*Requirement*
Please return every line of the records below without any change, leaving the pictures out of your answer.

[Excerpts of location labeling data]
■ ■ ■
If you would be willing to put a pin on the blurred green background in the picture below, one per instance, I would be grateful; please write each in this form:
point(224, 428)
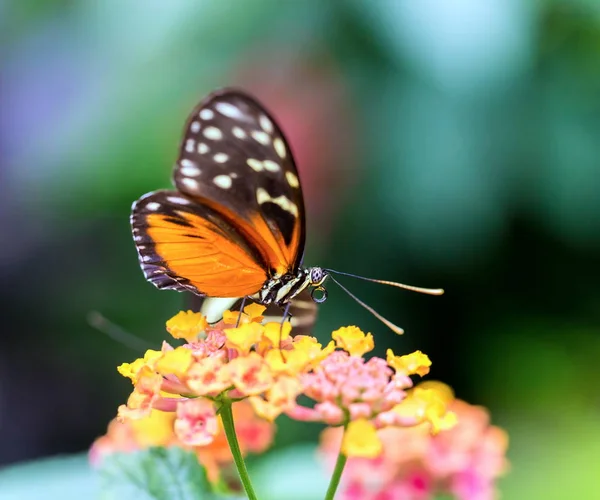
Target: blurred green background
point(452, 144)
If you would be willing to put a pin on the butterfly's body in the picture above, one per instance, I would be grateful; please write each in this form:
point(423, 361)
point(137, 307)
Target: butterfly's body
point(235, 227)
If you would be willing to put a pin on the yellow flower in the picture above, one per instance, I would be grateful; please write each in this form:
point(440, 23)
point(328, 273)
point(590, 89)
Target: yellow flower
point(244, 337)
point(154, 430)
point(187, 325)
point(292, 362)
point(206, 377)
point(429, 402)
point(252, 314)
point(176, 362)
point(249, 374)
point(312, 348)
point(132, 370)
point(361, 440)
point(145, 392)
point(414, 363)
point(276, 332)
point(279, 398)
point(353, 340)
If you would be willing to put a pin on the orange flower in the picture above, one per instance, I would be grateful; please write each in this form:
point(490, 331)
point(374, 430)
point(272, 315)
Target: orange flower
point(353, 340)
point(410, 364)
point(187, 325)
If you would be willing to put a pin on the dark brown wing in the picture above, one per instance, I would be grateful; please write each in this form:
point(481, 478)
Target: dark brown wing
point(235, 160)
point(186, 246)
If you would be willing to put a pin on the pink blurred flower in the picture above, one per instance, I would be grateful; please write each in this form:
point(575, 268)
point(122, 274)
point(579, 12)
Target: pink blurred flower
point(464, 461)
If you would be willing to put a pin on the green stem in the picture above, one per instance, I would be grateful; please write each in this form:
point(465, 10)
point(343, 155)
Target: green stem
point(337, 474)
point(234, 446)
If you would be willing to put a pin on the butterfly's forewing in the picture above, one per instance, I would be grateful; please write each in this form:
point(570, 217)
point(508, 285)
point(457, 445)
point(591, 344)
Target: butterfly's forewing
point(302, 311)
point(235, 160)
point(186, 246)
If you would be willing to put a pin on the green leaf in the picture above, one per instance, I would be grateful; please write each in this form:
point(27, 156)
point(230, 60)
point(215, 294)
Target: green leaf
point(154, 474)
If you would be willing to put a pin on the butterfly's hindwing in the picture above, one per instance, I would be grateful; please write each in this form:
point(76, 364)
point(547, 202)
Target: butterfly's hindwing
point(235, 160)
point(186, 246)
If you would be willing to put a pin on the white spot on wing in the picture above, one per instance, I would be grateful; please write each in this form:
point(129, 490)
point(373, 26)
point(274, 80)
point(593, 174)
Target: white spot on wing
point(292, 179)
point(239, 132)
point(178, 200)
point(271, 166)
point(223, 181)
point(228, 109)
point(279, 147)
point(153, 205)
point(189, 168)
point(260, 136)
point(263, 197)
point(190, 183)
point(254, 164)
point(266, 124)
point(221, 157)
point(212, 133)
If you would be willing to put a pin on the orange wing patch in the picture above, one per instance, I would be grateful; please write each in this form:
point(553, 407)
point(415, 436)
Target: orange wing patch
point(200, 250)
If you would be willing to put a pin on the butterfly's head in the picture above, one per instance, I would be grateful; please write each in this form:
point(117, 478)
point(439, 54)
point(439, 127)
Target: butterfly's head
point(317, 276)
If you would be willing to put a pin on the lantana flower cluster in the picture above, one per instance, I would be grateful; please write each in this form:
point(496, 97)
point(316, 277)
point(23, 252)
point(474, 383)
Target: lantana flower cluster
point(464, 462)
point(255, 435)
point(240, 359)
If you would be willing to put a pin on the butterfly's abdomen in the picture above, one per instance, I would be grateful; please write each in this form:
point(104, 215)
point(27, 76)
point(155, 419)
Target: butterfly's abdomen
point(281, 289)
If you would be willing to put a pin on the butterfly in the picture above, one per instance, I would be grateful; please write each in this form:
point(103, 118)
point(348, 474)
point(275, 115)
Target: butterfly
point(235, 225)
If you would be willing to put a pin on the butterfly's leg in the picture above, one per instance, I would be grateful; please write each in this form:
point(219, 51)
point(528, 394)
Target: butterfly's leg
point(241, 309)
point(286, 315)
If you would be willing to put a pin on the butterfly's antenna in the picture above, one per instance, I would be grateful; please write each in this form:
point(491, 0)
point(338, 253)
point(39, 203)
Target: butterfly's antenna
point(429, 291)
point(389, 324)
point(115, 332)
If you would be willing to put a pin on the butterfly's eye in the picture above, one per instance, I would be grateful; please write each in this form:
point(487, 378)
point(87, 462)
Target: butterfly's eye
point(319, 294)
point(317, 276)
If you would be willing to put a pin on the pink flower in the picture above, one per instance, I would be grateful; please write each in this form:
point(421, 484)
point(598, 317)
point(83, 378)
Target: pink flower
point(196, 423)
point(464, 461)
■ ■ ■
*Task answer*
If you would be willing to put a pin on the blurred green background in the picture below, one per instance, I would be grateful; please write each in this form:
point(224, 428)
Target: blurred green background
point(452, 144)
If you would be willing to put a pin on the butterfly's body in the picture above, one per instance, I would be grateful; please write each in this form:
point(423, 361)
point(137, 307)
Target: butterfly's body
point(235, 227)
If you would be willing to put a pin on the yellow flower in the picture above, one per instance, I would be grateful; please write each in this form:
point(440, 23)
point(328, 273)
point(590, 89)
Target: yellow flower
point(244, 337)
point(154, 430)
point(187, 325)
point(292, 362)
point(206, 377)
point(429, 402)
point(252, 314)
point(176, 362)
point(249, 374)
point(312, 348)
point(132, 370)
point(361, 440)
point(145, 392)
point(414, 363)
point(276, 332)
point(279, 398)
point(353, 340)
If you would be willing to put a pin on the orange flower in the picture above, one per instance, I would be grateful; please write each in this form:
point(490, 331)
point(374, 430)
point(272, 315)
Target: orange flower
point(353, 340)
point(410, 364)
point(187, 325)
If you would be willing to put a pin on the dark brown wing in the picture above, one per instance, I would be grateful; please write each in this form:
point(481, 478)
Target: dark brown wing
point(235, 160)
point(186, 246)
If you would be willing to put a pin on the pink blurred flower in the picture above, one per instance, I would be grateful; please write each in this form:
point(575, 268)
point(122, 274)
point(579, 12)
Target: pink blurred flower
point(464, 461)
If you would be willing to put a pin on the green stem in the picture above, one per instance, I would be grateful; please write each in this form:
point(465, 10)
point(343, 155)
Target: green stem
point(337, 474)
point(234, 446)
If you would be willing to put a pin on the butterfly's forewing in the picture above, one per instance, I would be grateful; please write each in this form:
point(570, 217)
point(508, 285)
point(457, 445)
point(591, 344)
Target: butterfly's forewing
point(302, 311)
point(235, 160)
point(186, 246)
If you would be willing to put a pin on the green leaf in the picture above, one per instance, I would be grateful; please write each in this form:
point(27, 156)
point(230, 60)
point(215, 294)
Target: green leaf
point(154, 474)
If you would be willing to put a pin on the butterfly's hindwing in the picture above, one per instance, I would be grateful; please write each in this form:
point(76, 364)
point(547, 202)
Target: butterfly's hindwing
point(235, 160)
point(186, 246)
If you would be willing to put a pin on the white spot on wing in the picture above, one per instance, I would be grateful; please write each in this form:
point(129, 490)
point(373, 26)
point(274, 80)
point(593, 174)
Target: white spot on wing
point(292, 179)
point(239, 132)
point(178, 200)
point(271, 166)
point(223, 181)
point(228, 109)
point(279, 147)
point(153, 205)
point(189, 168)
point(260, 136)
point(263, 197)
point(190, 183)
point(254, 164)
point(266, 124)
point(221, 157)
point(212, 133)
If you would be willing to put a pin on the orange wing patch in the picture above, one per instance, I would be grateful; please write each in this form:
point(553, 407)
point(415, 436)
Target: orange wing patch
point(200, 250)
If you would be willing to put a pin on the butterfly's head in the picture above, one per instance, I would be grateful; please write each in this form:
point(117, 478)
point(439, 54)
point(439, 127)
Target: butterfly's head
point(317, 276)
If you would be willing to put a pin on the lantana flower cluster in the picture above, one per instance, I would be grateful; please write each in this form:
point(496, 97)
point(316, 277)
point(23, 252)
point(474, 383)
Target: lantana flower cluster
point(464, 462)
point(255, 435)
point(240, 359)
If you would be willing to put a pin on the butterfly's abdomen in the picture above, one per instance, I would be grateful; please write each in this form:
point(104, 215)
point(27, 76)
point(155, 419)
Target: butterfly's abdomen
point(281, 289)
If you would be willing to put a pin on the butterfly in the picture above, one per instance, I would be grateful; please write each in this form:
point(103, 118)
point(348, 474)
point(275, 115)
Target: butterfly
point(235, 225)
If you would be willing to put a pin on the butterfly's leg in the picture above, one per instance, I would be grateful; please write each in this form:
point(219, 51)
point(528, 394)
Target: butterfly's leg
point(241, 309)
point(286, 315)
If you would be willing to put a pin on the butterfly's antenna in the picture above, one per instance, I would be grateful; please write each in this form:
point(491, 0)
point(338, 253)
point(39, 203)
Target: butterfly's antenna
point(429, 291)
point(389, 324)
point(115, 332)
If you would be willing to put a pin on the butterfly's eye in the picture above, one per instance, I would be grateful; please write each in this form:
point(487, 378)
point(87, 462)
Target: butterfly's eye
point(319, 294)
point(317, 276)
If you would be willing to put a pin on the pink flower in the picture above, one per instance, I would be grateful; please write each in this form:
point(421, 484)
point(598, 317)
point(83, 378)
Target: pink flower
point(196, 423)
point(464, 461)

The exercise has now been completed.